╭─ SUPPLIED PASSAGE
BN-FW628_1205AB_M_20141205014613[1].jpg

Nobusuke Kishi, left, attends an economic discussion in Changchun in 1938. Asahi Shimbun




CHANGCHUN, China—When this industrial city was the capital of the Japanese kingdom of Manchukuo in the 1930s and ‘40s, it was an urban wonder.

Changchun was the masterpiece of Nobusuke Kishi, the grandfather of Japan’s Prime Minister Shinzo Abe. The chief industrial planner of Manchukuo, Mr. Kishi was a brilliant technocrat who transformed a vast wilderness north of the Great Wall into an industrial behemoth.

That fact, in today’s China, is an embarrassment—a painful one given how Beijing has stressed Japan’s brutal wartime occupation, and reviled the administration of Mr. Kishi’s grandson.

There are many good reasons Mr. Abe’s sweeping electoral victory on Sunday should improve a relationship that has been haunted by bitterly contested views of wartime history.

From Beijing’s point of view, there’s now no avoiding Mr. Abe. Japanese voters have given him a fresh four-year mandate, so waiting him out is no longer a viable option.

That reality was already implied by the grudging handshake President Xi Jinping offered Mr. Abe at an Asia-Pacific meeting last month. His grimace declared that while he may not exactly like the Japanese leader, he’s ready to do business with him.

Japan, meanwhile, is desperately seeking growth drivers and can’t afford to miss out on opportunities next door. Corporate Japan is dismayed by the way tensions have soured the investment environment. There’s broad public support, too, for better economic relations, despite widespread angst over China’s rise.
╰─
- WORK INSTRUCTIONS: Reproduce the section of the article on Changchun and Nobusuke Kishi from "There are many" up to and including "of wartime history.".
╭─ SUPPLIED DATA
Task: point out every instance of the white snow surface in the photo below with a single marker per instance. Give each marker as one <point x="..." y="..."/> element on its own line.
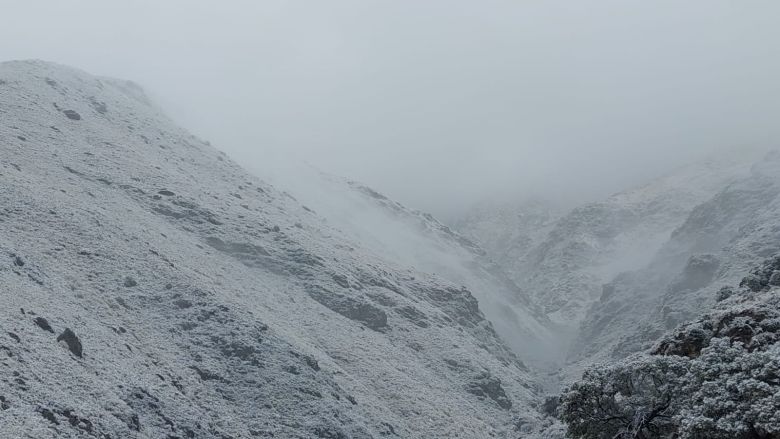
<point x="410" y="237"/>
<point x="206" y="302"/>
╰─
- TASK SOLUTION:
There are many good reasons Mr. Abe’s sweeping electoral victory on Sunday should improve a relationship that has been haunted by bitterly contested views of wartime history.